PROBLEM DETAILS - A complete, word-for-word restatement of the entries is needed.

DATA UNDER STUDY -
• • • •
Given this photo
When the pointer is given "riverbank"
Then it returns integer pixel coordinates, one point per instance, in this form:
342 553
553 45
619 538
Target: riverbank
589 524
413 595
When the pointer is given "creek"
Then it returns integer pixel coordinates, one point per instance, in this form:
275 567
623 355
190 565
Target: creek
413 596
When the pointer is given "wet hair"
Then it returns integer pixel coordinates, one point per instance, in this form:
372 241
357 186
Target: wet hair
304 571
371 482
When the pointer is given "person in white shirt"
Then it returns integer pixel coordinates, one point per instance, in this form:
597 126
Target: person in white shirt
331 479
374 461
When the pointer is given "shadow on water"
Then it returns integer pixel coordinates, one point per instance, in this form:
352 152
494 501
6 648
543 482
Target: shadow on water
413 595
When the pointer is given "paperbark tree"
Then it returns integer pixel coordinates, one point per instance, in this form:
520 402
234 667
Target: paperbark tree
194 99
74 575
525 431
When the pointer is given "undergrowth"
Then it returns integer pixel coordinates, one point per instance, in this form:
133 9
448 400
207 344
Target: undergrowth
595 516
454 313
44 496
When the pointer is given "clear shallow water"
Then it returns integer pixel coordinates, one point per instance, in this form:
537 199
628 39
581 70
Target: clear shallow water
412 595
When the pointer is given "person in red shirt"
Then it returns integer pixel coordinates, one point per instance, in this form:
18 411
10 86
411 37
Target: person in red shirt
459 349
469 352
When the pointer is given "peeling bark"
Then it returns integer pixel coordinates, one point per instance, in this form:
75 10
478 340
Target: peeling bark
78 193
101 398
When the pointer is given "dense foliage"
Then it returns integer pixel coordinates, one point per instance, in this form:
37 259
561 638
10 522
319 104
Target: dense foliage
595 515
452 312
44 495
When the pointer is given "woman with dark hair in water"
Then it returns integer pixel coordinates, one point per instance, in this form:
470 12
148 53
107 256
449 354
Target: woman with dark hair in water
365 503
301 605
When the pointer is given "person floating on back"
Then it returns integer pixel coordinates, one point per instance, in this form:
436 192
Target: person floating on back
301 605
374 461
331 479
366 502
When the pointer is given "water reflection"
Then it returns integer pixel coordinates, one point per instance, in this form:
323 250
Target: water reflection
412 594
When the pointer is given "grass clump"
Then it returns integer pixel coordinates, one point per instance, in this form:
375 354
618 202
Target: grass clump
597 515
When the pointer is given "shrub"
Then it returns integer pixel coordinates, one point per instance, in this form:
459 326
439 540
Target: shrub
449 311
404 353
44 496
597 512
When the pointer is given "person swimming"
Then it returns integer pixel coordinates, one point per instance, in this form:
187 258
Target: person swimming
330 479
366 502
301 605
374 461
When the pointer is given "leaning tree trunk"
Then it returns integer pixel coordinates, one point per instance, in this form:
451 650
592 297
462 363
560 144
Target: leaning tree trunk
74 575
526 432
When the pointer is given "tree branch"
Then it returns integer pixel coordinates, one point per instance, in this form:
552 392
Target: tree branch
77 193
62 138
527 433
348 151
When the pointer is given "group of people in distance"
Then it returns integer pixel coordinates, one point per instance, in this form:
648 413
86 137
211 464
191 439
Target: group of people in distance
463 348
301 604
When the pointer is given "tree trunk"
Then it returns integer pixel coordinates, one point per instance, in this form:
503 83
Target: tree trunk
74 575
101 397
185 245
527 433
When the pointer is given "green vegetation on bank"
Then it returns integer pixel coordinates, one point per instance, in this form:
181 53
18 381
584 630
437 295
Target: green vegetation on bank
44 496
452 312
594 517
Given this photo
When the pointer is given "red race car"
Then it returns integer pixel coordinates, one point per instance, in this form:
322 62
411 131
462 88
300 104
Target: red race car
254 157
• • • •
COMPLETED EXERCISE -
Given this photo
When the pointer is given "riverbank"
Then it returns integer pixel coordinates, one point per instance, in this form:
342 553
553 45
619 538
Target: riverbank
589 524
413 595
When the pointer is given "creek"
Then it returns integer pixel coordinates, one point per instance, in this form:
275 567
623 355
190 565
Target: creek
413 596
When the pointer is given "wet hair"
Then it returns integer pixel coordinates, one point per instance, in this form:
372 241
357 186
Target: wet hair
304 571
371 482
When the pointer is given "person in white shirt"
Then it returns integer pixel coordinates, one point per instance, in this form:
597 126
Target: person in white shirt
331 479
374 461
When the pointer is given "shadow on water"
Then it returns integer pixel coordinates, one point per instance, in this form:
352 152
494 501
6 648
543 482
Target: shadow on water
413 595
When the pointer is given "paperbark tree"
Then it returns integer pixel coordinates, one point per instance, in this form:
520 402
234 667
Target: paperbark tree
194 99
74 575
525 431
When the pointer is given "undergrowth"
Then it returns integer pixel coordinates, one point per instance, in this form:
133 9
448 400
207 344
Target: undergrowth
595 516
454 313
44 496
When the pointer is given "clear shallow water"
Then it returns integer pixel coordinates, one point per instance, in this form:
537 199
628 39
581 70
Target: clear shallow water
412 595
When the pointer is given "person in red shirt"
Then it returns integer pixel coordinates, one point per instance, in this form:
18 411
10 86
411 37
Target: person in red shirt
459 349
469 352
When the pointer is given "peeling bark"
Then it returns integer pixel coordinates, one point per instance, in this form:
75 10
478 340
Target: peeling bark
78 193
101 398
When the pointer is given "dense foliage"
Then it returns integer pixel coordinates, one point per instance, in this form:
37 259
561 638
10 522
319 104
Target: dense foliage
595 515
452 312
44 495
When the pointer is given "woman with dark hair in water"
Then it returns integer pixel coordinates, one point per instance, in this form:
470 12
148 53
107 256
449 354
Target: woman with dark hair in water
365 503
301 605
When the pointer is given "person floating on back"
Then it returns integer pixel coordinates, one point per instance, in this form:
436 192
Target: person floating on back
301 605
374 461
331 479
366 502
When the pointer is given "water reflection"
Then it returns integer pixel coordinates, one point per instance, in this form:
323 250
Target: water reflection
412 594
When the pointer is given "grass clump"
Then it returns integer pixel coordinates, one point per instance, in this form:
375 354
618 202
Target: grass clump
597 515
When the pointer is given "shrub"
Then it returns integer pixel coordinates, one point per instance, in this form:
459 326
439 540
Target: shrub
449 311
404 353
44 496
597 512
When the pointer is given "person swimming"
Then it returns integer pixel coordinates, one point per instance, in this form:
187 258
Target: person swimming
330 479
366 502
301 605
374 461
When the pointer is given "leaning tree trunk"
Then it returns integer pixel coordinates, one point per instance, in this form:
451 650
592 297
462 363
560 144
Target: leaning tree trunk
74 575
526 432
When the pointer is given "tree branch"
Then it returns integer pixel coordinates, one point per instance, in this form:
552 392
Target: tree branch
77 193
62 138
527 433
348 151
When the pointer is given "group of people in distance"
Then it returns integer pixel coordinates, one point per instance, in this form:
648 413
86 137
211 464
191 439
Target: group of people in distance
463 348
301 604
When the pointer is given "tree trunk"
Then it returns integer pixel coordinates, one point per instance, in this form:
503 83
Target: tree trunk
74 575
101 397
185 245
527 433
When the pointer is given "green vegetation on bank"
Then it returns integer pixel coordinates, one point per instance, in this form:
181 53
18 381
584 630
437 295
Target: green vegetation on bank
44 496
452 312
594 517
Given this photo
When the pointer is given "red race car"
Then it returns integer pixel coordinates, one point per instance, in this form:
322 62
411 131
462 88
300 104
Target: red race car
254 157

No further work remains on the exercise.